┌─ Exercise material

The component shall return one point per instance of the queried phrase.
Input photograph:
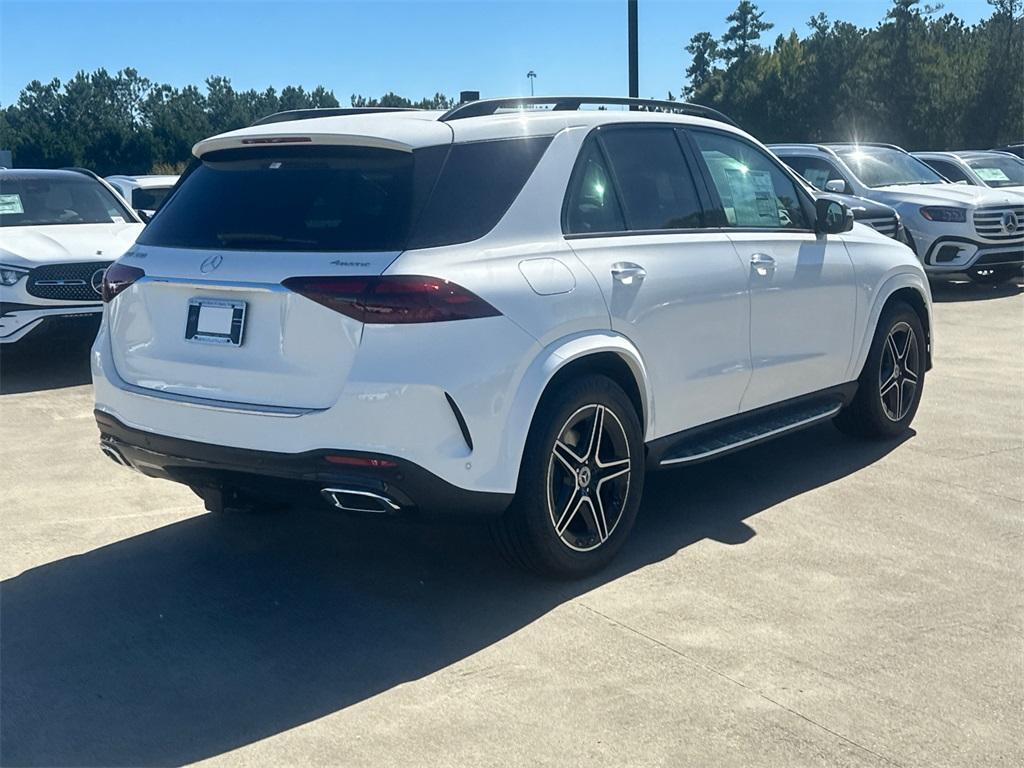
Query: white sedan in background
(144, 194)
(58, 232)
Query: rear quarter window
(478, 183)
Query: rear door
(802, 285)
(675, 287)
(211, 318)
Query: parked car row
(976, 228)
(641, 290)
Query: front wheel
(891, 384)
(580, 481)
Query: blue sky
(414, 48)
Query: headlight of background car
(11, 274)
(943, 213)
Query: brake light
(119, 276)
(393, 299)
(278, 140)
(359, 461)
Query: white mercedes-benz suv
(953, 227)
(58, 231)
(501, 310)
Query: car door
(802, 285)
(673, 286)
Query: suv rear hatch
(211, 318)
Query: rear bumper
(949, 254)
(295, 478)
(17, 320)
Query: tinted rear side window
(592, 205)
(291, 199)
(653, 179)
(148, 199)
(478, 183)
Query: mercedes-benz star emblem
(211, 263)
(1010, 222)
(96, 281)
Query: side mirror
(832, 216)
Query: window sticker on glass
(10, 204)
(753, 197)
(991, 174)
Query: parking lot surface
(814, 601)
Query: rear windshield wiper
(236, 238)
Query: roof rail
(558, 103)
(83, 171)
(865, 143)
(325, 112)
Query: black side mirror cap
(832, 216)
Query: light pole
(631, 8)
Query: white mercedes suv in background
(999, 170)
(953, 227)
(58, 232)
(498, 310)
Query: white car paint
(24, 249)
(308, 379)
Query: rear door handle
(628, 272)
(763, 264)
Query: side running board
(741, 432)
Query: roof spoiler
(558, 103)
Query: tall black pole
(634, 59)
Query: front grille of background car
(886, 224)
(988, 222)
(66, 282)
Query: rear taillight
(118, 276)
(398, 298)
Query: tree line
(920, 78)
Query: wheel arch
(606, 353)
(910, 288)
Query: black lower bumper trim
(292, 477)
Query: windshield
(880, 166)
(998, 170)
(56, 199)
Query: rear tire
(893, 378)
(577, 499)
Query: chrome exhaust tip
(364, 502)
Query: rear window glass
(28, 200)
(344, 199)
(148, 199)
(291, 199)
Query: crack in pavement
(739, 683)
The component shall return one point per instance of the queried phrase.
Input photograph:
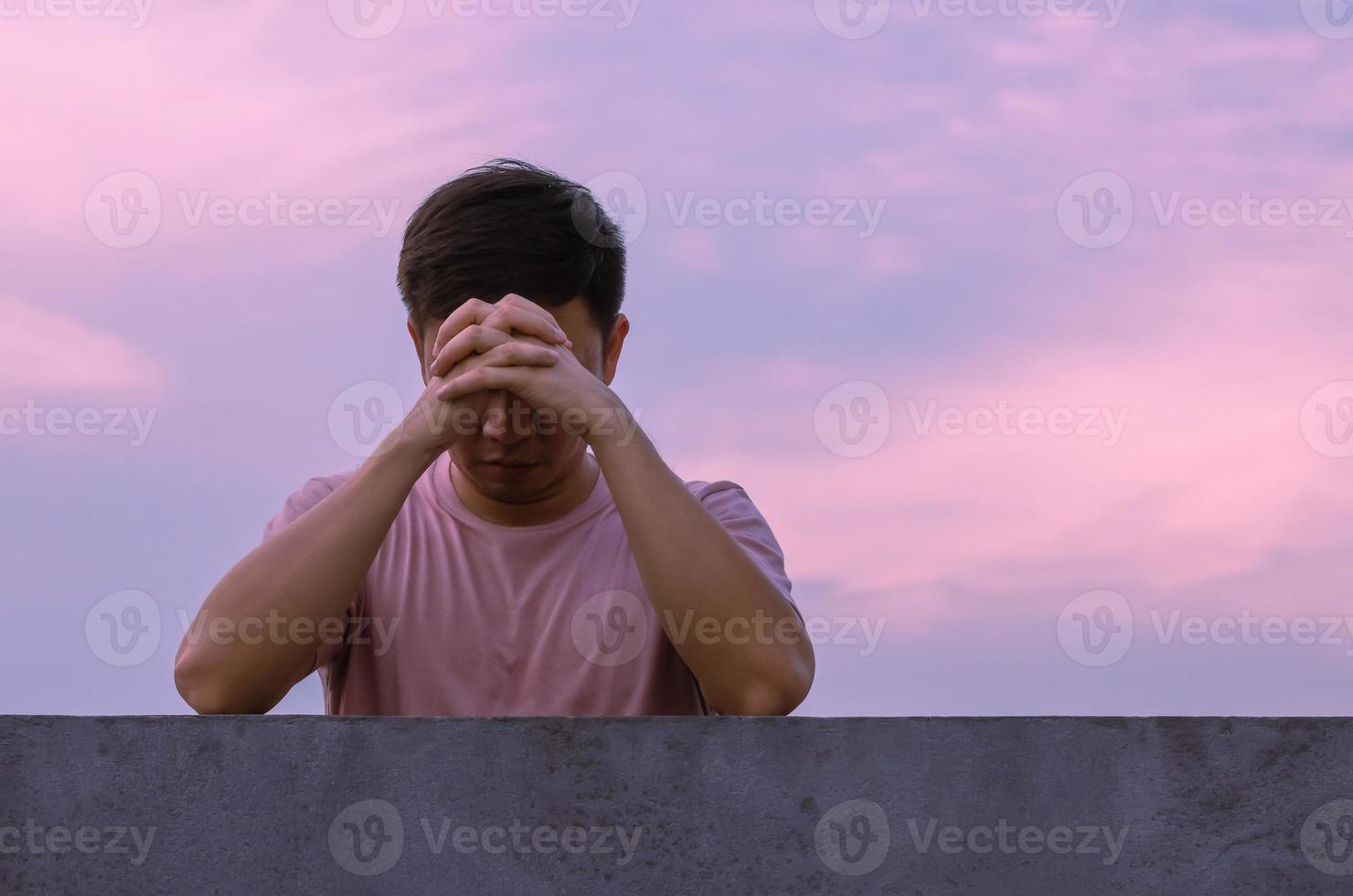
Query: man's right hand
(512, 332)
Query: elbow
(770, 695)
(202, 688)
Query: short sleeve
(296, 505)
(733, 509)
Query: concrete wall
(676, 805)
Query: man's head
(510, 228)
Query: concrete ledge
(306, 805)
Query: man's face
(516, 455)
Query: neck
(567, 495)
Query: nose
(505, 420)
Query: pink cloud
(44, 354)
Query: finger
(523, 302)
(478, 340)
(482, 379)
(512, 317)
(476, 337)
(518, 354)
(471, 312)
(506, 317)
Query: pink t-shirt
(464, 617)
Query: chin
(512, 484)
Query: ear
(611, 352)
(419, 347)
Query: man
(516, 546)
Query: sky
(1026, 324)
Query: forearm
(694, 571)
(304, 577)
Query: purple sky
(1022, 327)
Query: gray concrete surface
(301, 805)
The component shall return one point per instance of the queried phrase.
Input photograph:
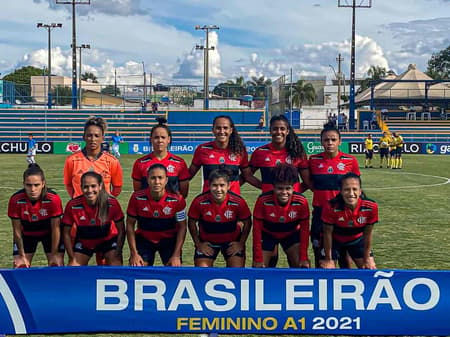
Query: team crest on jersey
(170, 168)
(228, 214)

└─

**Task statement:** Rewrite all the rows above, replacing each "Input photograph" with "Input image" and keeping everything else the same. Leave the pictures out.

**Response for this exercise:**
The component shall return one point per instance of the queried phrase.
Input image:
Query: white sedan in background
(144, 194)
(58, 232)
Query: rear quarter window
(478, 183)
Query: rear door
(802, 285)
(675, 287)
(211, 318)
Query: parked car row
(976, 228)
(641, 290)
Query: front wheel
(891, 384)
(580, 481)
Query: blue sky
(414, 48)
Query: headlight of background car
(11, 274)
(943, 213)
Query: brake light
(119, 276)
(393, 299)
(278, 140)
(359, 461)
Query: white mercedes-benz suv
(953, 227)
(58, 231)
(501, 310)
Query: car door
(802, 285)
(673, 286)
Query: suv rear hatch
(211, 318)
Query: rear bumper
(949, 254)
(295, 478)
(17, 320)
Query: tinted rear side window
(592, 205)
(291, 199)
(653, 179)
(148, 199)
(478, 183)
Query: mercedes-benz star emblem
(211, 263)
(1010, 222)
(96, 281)
Query: side mirror
(832, 216)
Query: window sticker on glass
(10, 204)
(753, 197)
(991, 174)
Query: parking lot surface
(814, 601)
Query: rear windshield wiper
(236, 238)
Query: roof rail
(558, 103)
(83, 171)
(865, 143)
(325, 112)
Query: black side mirror cap
(832, 216)
Query: light pole
(631, 8)
Query: white mercedes suv in background
(999, 170)
(953, 227)
(58, 232)
(498, 310)
Query: white car paint
(24, 249)
(308, 379)
Query: rear door handle
(628, 272)
(763, 264)
Query: side running board
(741, 432)
Query: roof spoiler
(558, 103)
Query: tall black pole
(634, 59)
Query: front grille of background car
(886, 224)
(988, 222)
(66, 282)
Query: rear taillight
(118, 276)
(398, 298)
Query: tree line
(920, 78)
Query: wheel arch
(606, 353)
(910, 288)
Query: black lower bumper trim
(292, 477)
Query: windshield
(880, 166)
(998, 170)
(56, 199)
Query: rear tire
(893, 378)
(577, 499)
Query: chrome exhaust tip
(364, 502)
Query: rear window glass
(28, 200)
(344, 199)
(148, 199)
(291, 199)
Query: crack in pavement
(739, 683)
The component shall return one point per instance of the queried phrase.
Input image:
Query: man's right hand
(512, 332)
Query: elbow
(770, 695)
(202, 688)
Query: short sleeve
(296, 505)
(733, 509)
Query: concrete wall
(676, 805)
Query: man's head
(510, 228)
Query: concrete ledge
(306, 805)
Query: man's face
(516, 455)
Query: neck
(567, 495)
Query: nose
(505, 420)
Query: pink cloud
(44, 354)
Query: finger
(523, 302)
(478, 340)
(482, 379)
(512, 317)
(476, 337)
(518, 354)
(471, 312)
(506, 317)
Query: pink t-shirt
(464, 617)
Query: chin
(512, 484)
Query: ear
(611, 352)
(419, 347)
Query: man
(516, 546)
Query: sky
(1026, 324)
Query: forearm
(694, 571)
(304, 577)
Query: purple sky
(1022, 327)
Query: gray concrete surface
(301, 805)
The component shall return one point per instance of the queried phrase.
Input image:
Query: team crest on jersey
(170, 168)
(228, 214)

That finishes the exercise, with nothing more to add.